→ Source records
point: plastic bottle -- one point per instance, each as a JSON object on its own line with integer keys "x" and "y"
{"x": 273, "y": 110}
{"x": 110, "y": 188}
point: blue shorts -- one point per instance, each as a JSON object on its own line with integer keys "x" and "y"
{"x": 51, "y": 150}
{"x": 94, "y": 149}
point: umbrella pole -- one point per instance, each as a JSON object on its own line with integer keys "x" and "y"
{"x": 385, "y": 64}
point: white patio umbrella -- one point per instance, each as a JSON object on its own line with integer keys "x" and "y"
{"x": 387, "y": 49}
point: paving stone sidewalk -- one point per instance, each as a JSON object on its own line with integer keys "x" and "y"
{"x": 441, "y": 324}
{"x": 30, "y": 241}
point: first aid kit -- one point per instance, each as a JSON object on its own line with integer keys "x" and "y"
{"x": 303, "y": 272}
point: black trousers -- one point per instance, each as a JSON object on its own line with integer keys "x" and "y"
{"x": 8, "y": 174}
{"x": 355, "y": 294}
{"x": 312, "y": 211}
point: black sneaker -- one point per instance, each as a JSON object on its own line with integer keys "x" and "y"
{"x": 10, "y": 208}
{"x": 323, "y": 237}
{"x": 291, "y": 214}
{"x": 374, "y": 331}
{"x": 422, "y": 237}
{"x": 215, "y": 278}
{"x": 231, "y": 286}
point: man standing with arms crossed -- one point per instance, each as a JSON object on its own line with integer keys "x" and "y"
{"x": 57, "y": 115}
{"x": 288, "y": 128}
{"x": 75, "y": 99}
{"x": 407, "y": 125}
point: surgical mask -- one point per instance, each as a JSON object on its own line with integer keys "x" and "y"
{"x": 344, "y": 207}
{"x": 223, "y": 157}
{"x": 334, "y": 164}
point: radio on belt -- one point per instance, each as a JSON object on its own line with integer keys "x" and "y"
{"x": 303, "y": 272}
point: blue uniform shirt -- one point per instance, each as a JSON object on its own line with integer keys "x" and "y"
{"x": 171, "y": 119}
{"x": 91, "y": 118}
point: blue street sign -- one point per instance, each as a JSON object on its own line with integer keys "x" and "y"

→ Prompt
Only an exact retyping of the full data will do.

→ Result of the task
point: plastic bottle -- one point per instance, each as a JSON object on its own line with integer keys "x" and "y"
{"x": 273, "y": 110}
{"x": 110, "y": 188}
point: blue shorts -- one point per instance, each as a JSON object on its own line with integer keys "x" and "y"
{"x": 51, "y": 150}
{"x": 94, "y": 149}
point: umbrella pole -- one point per instance, each as a JSON object on its own line with integer keys "x" and "y"
{"x": 385, "y": 64}
point: white patio umbrella -- one point per instance, each as a JSON object on its own line with integer keys "x" and "y"
{"x": 387, "y": 49}
point: paving stone sidewalk -- one point per instance, each as a JSON object on its own line with integer keys "x" and "y"
{"x": 441, "y": 324}
{"x": 30, "y": 241}
point: first aid kit -- one point per instance, each as a JSON object on its own line with integer keys "x" and "y"
{"x": 303, "y": 272}
point: black trousers -- one point per instance, each as a JSON object on its own line with integer keys "x" and "y"
{"x": 8, "y": 174}
{"x": 355, "y": 294}
{"x": 312, "y": 211}
point: black sneaker -- one point per instance, each as a JSON object on its own line with integer keys "x" and "y"
{"x": 10, "y": 208}
{"x": 323, "y": 237}
{"x": 291, "y": 214}
{"x": 374, "y": 331}
{"x": 422, "y": 237}
{"x": 215, "y": 278}
{"x": 231, "y": 286}
point: man standing with arms crossed -- one point per instance, each as a JSON object on its own line with integer keys "x" and "y"
{"x": 57, "y": 115}
{"x": 288, "y": 128}
{"x": 75, "y": 99}
{"x": 407, "y": 125}
point: surgical mask -- one point per instance, each as a JSON object on its own line with integer keys "x" and "y"
{"x": 344, "y": 207}
{"x": 223, "y": 157}
{"x": 334, "y": 164}
point: radio on belt -- one point per instance, each as a JSON object on its own line with integer keys "x" and "y"
{"x": 303, "y": 272}
point: blue uniform shirt -- one point per instance, each as a JSON object on its own line with integer keys "x" and "y"
{"x": 171, "y": 119}
{"x": 91, "y": 118}
point: blue street sign -- one point per instance, each as a JSON object on its own line with integer keys "x" and "y"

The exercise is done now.